* INSTRUCTION *
Present the material below as a numbered list with one line per item, skipping blank lines and leaving out the pictures.

* LISTED RECORDS *

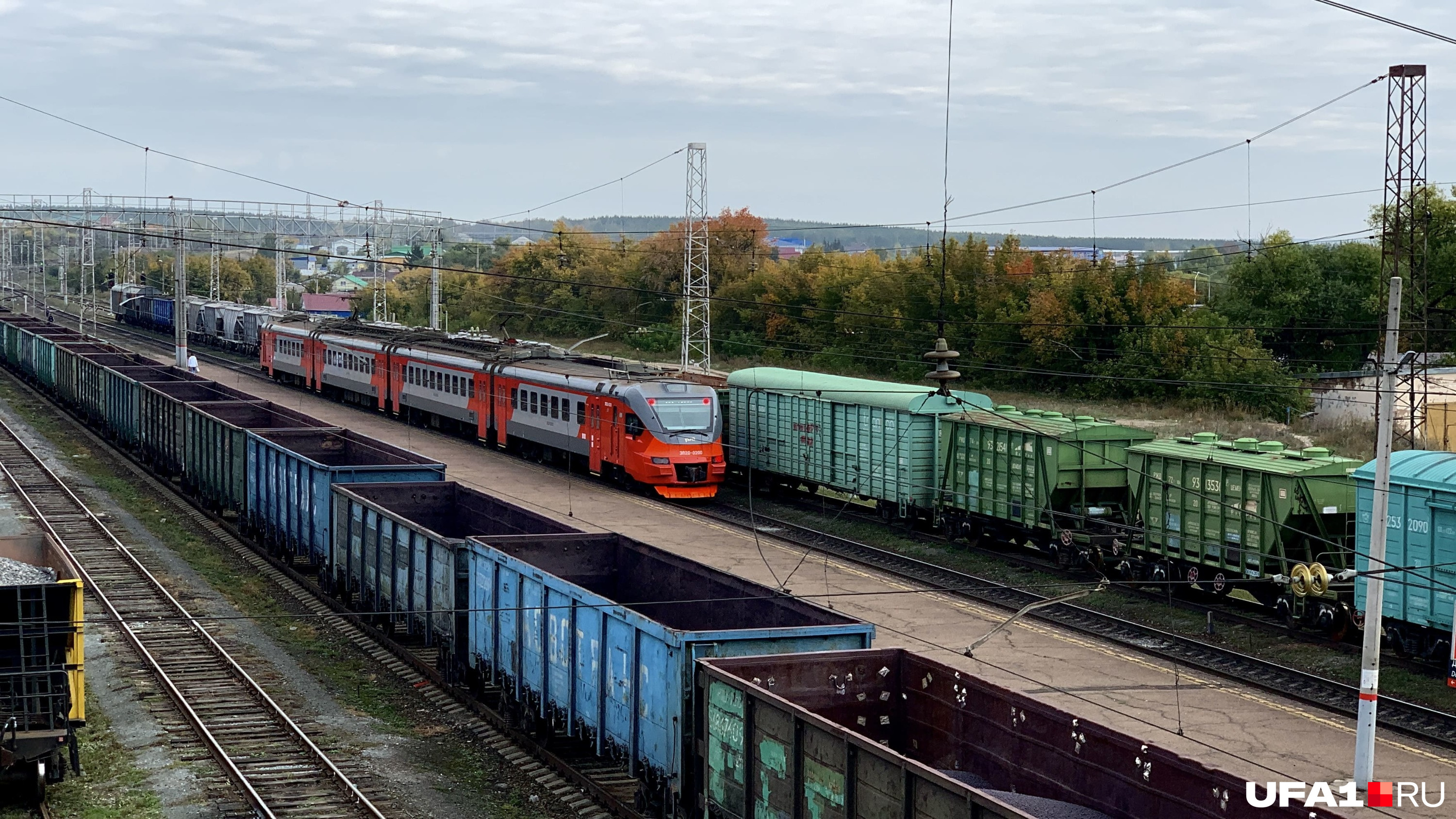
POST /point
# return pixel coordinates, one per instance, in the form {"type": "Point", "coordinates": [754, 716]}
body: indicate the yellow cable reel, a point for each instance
{"type": "Point", "coordinates": [1299, 581]}
{"type": "Point", "coordinates": [1318, 579]}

* EXPECTED ANSWER *
1. POST /point
2. # return pixel coordinates, one per instance, in the form {"type": "Point", "coordinates": [754, 716]}
3. body: indicate the yellow cable reel, a point for each instance
4. {"type": "Point", "coordinates": [1299, 581]}
5. {"type": "Point", "coordinates": [1318, 579]}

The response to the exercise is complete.